==== PAGE TEXT

Tomatoes are one of the most known and most important vegetables in the world. They’re cultivated worldwide and consumed in a variety of different ways and in many different recipes.
Whether you have an allergy or a mild intolerance, whether you couldn’t find tomatoes at the supermarket or you simply don’t enjoy their flavor, here’s what you need to know to find the perfect tomato alternative.
The best substitutes for tomatoes
Table of Contents
Tomato is an edible berry that comes from the commonly known tomato plant, originated in South and Central America and then imported first in Europe and then worldwide. It’s one of the most known and most used vegetables, consumed in multiple ways and in multiple cuisines.
Tomatoes are fleshy, juicy, and with a different shape and color according to the variety. Usually, they are red, although there are also tomatoes of different colors, like yellow or green. The size ranges from very small (3cm) to 16cm, depending once again on the variety.
Tomatoes need a warm climate to grow, but thanks to the use of greenhouses they’re cultivated all year round in many different countries, making them always available. At the moment, the main producing countries are China, the United States, and Turkey.
Tomatoes are considered a healthy food and an excellent source of the antioxidant lycopene, vitamin C, potassium, and vitamin K. They’re also a good source of fibers and are low in carbs.
They are one of the vegetables with more diversity of uses: they can be eaten raw, cooked, fried, used to make sauces, or pickled. Choosing the right tomato replacement depends mainly on the use you have for it, the recipe you’re following, your personal taste, and the result you hope to achieve in the kitchen.

========

PARTS OF THE EXERCISE
[A] Answer these questions using the tomato text:
(i) In which regions did the tomato originate?
(ii) What are the main tomato-producing countries at the moment?
(iii) What is the size range of tomatoes?
[B] Reproduce the part of the tomato text between "Tomatoes are considered" and "low in carbs.", inclusive.

==== DATA PROVIDED

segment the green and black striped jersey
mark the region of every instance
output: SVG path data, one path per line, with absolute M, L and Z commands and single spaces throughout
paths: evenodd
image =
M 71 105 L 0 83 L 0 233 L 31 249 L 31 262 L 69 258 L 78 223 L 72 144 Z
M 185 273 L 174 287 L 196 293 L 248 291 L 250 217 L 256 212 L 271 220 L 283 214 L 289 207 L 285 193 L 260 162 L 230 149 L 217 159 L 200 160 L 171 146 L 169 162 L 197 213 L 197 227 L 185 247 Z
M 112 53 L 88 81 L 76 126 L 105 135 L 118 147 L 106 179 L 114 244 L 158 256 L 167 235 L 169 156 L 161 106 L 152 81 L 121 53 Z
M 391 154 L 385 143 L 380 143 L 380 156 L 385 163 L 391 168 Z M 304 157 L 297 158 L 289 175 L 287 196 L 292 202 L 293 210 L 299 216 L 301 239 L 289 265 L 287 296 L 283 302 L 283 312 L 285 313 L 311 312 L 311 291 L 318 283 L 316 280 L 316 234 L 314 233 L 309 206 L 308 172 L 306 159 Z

========

THE SOLUTIONS
[A]
(i) South and Central America
(ii) China, the United States, and Turkey
(iii) From 3cm to 16cm, depending on the variety

[B]
Tomatoes are considered a healthy food and an excellent source of the antioxidant lycopene, vitamin C, potassium, and vitamin K. They’re also a good source of fibers and are low in carbs.